* GIVEN REQUEST *
Return every line of the data below verbatim, with nothing added, dropped, or changed.

▬▬▬

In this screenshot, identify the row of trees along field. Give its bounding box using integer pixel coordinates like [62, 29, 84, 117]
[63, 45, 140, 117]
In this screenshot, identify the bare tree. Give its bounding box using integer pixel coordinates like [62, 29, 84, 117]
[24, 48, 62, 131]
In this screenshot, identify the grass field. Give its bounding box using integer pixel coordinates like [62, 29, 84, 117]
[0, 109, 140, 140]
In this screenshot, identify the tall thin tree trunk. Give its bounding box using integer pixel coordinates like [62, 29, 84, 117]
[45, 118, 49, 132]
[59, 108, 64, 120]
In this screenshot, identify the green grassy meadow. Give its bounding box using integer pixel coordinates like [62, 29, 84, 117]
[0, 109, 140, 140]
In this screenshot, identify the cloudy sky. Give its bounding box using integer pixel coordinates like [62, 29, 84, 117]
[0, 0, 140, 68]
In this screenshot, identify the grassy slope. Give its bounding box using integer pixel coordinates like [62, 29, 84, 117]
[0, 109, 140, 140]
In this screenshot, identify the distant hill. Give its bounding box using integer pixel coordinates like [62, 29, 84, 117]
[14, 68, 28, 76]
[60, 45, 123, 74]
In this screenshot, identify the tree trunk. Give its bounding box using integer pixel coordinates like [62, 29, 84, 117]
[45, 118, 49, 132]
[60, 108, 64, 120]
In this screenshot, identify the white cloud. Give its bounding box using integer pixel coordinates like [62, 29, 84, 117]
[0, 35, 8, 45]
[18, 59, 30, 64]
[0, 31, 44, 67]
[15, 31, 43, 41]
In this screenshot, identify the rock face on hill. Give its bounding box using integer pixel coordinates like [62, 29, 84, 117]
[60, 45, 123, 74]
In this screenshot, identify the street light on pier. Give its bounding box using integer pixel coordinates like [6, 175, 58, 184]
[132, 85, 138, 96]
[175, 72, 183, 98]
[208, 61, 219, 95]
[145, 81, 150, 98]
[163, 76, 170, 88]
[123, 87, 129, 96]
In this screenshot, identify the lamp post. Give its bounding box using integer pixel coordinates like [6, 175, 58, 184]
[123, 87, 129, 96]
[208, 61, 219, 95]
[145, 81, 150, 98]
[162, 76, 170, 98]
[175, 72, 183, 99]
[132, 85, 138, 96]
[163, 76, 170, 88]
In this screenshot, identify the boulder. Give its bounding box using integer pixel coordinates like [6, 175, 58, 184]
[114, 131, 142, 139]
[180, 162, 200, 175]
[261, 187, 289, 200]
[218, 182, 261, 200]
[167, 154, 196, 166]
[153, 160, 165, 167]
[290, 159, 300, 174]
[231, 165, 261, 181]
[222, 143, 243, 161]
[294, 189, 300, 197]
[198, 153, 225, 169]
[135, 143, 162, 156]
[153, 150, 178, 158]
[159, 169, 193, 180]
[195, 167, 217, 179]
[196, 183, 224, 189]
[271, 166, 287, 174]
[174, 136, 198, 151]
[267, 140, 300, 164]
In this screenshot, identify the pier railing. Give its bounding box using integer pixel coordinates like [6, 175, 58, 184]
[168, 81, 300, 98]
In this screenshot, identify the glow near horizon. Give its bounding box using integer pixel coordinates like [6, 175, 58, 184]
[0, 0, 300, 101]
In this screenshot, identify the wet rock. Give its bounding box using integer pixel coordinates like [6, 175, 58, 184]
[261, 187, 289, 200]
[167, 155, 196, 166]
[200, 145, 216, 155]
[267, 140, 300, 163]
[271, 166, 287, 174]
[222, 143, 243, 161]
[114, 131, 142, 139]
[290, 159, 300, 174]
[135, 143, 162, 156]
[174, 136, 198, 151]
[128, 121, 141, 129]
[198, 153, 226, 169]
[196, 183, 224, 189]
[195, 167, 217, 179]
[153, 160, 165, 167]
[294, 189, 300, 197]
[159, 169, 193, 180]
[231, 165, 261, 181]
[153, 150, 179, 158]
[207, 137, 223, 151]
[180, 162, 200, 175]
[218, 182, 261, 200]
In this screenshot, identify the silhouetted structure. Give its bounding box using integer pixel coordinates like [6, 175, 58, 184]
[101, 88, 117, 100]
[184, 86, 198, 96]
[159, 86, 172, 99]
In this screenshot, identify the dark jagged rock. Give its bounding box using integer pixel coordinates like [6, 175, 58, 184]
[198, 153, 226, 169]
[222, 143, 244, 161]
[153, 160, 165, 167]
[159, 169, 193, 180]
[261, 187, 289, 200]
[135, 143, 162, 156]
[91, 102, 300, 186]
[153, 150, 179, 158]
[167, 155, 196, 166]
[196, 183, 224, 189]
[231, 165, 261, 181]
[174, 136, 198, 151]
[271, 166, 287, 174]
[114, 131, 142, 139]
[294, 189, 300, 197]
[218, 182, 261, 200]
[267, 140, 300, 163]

▬▬▬

* ANSWER FOR THIS EXERCISE *
In this screenshot, identify the row of trees along field. Give its bounding box using integer pixel coordinates like [62, 29, 84, 117]
[63, 45, 140, 117]
In this screenshot, identify the bare tree. Give its bounding box using integer pixel coordinates like [62, 29, 84, 117]
[24, 48, 62, 131]
In this screenshot, identify the grass field. Give its bounding box using integer pixel coordinates like [62, 29, 84, 117]
[0, 109, 140, 140]
In this screenshot, identify the tall thin tree trunk. Give its bounding box using integer pixel coordinates like [62, 29, 84, 117]
[45, 118, 49, 132]
[59, 108, 64, 120]
In this screenshot, identify the green grassy meadow. Give its bounding box using integer pixel coordinates like [62, 29, 84, 117]
[0, 109, 140, 140]
In this screenshot, identify the cloudy sky. Give its bounding box using integer pixel coordinates like [62, 29, 84, 117]
[0, 0, 140, 68]
In this screenshot, identify the grassy slope. Give its bounding box using integer pixel coordinates like [62, 29, 84, 117]
[0, 109, 140, 140]
In this screenshot, identify the distant hill. Give its bounding box using integer pixel coordinates like [62, 29, 84, 117]
[14, 68, 28, 76]
[60, 45, 123, 74]
In this screenshot, identify the tree trunk. Give its bounding box using integer pixel coordinates like [62, 29, 84, 117]
[45, 118, 49, 132]
[60, 108, 64, 120]
In this screenshot, identify the white cloud. Give its bounding box using integer pixel coordinates like [62, 29, 84, 117]
[0, 35, 8, 45]
[18, 59, 30, 64]
[0, 31, 44, 67]
[15, 31, 43, 41]
In this screenshot, identify the rock face on hill. Give its bounding box using integer pixel coordinates like [62, 29, 84, 117]
[60, 45, 123, 74]
In this screenshot, identify the street light on pier. Give its bounding box using integer pixel coordinates like [6, 175, 58, 184]
[132, 85, 138, 96]
[175, 72, 183, 98]
[208, 61, 219, 95]
[145, 81, 150, 98]
[163, 76, 170, 88]
[123, 87, 129, 96]
In this screenshot, identify the lamp post. Give its bounding box using integer pixel coordinates like [6, 175, 58, 184]
[123, 87, 129, 96]
[208, 61, 219, 95]
[145, 81, 150, 98]
[162, 76, 170, 98]
[175, 72, 183, 99]
[132, 85, 138, 96]
[163, 76, 170, 88]
In this screenshot, identify the boulder. Give its bounding box using integer pixel coordinates like [6, 175, 58, 184]
[114, 131, 142, 139]
[180, 162, 200, 175]
[261, 187, 289, 200]
[218, 182, 261, 200]
[167, 154, 196, 166]
[153, 160, 165, 167]
[290, 159, 300, 174]
[231, 165, 261, 181]
[222, 143, 243, 161]
[294, 189, 300, 197]
[198, 153, 225, 169]
[135, 143, 162, 156]
[153, 150, 178, 158]
[159, 169, 193, 180]
[195, 167, 217, 179]
[196, 183, 224, 189]
[271, 166, 287, 174]
[174, 136, 198, 151]
[267, 140, 300, 164]
In this screenshot, identify the pier railing. Give its bounding box using integer pixel coordinates like [6, 175, 58, 184]
[168, 81, 300, 98]
In this screenshot, identify the glow near horizon. Give its bounding box using integer pixel coordinates like [6, 175, 58, 184]
[0, 0, 300, 101]
In this screenshot, identify the wet rock. Give its bounding box using integer pixel coordinates like [6, 175, 58, 184]
[261, 187, 289, 200]
[167, 155, 196, 166]
[200, 145, 216, 155]
[267, 140, 300, 163]
[271, 166, 287, 174]
[222, 143, 243, 161]
[114, 131, 142, 139]
[290, 159, 300, 174]
[135, 143, 162, 156]
[174, 136, 198, 151]
[128, 121, 141, 129]
[198, 153, 226, 169]
[196, 183, 224, 189]
[195, 167, 217, 179]
[153, 160, 165, 167]
[294, 189, 300, 197]
[159, 169, 193, 180]
[231, 165, 261, 181]
[153, 150, 179, 158]
[207, 137, 223, 151]
[180, 162, 200, 175]
[218, 182, 261, 200]
In this screenshot, identify the silhouetted structure. Give its bounding box using integer pixel coordinates like [6, 175, 58, 184]
[101, 88, 117, 100]
[184, 86, 198, 96]
[159, 86, 172, 99]
In this screenshot, identify the dark jagged rock. Give its bounding box using integer pixel coordinates like [6, 175, 58, 184]
[198, 153, 226, 169]
[222, 143, 244, 161]
[153, 160, 165, 167]
[159, 169, 193, 180]
[261, 187, 289, 200]
[135, 143, 162, 156]
[91, 102, 300, 186]
[153, 150, 179, 158]
[167, 155, 196, 166]
[196, 183, 224, 189]
[231, 165, 261, 181]
[174, 136, 198, 151]
[271, 166, 287, 174]
[114, 131, 142, 139]
[294, 189, 300, 197]
[218, 182, 261, 200]
[267, 140, 300, 163]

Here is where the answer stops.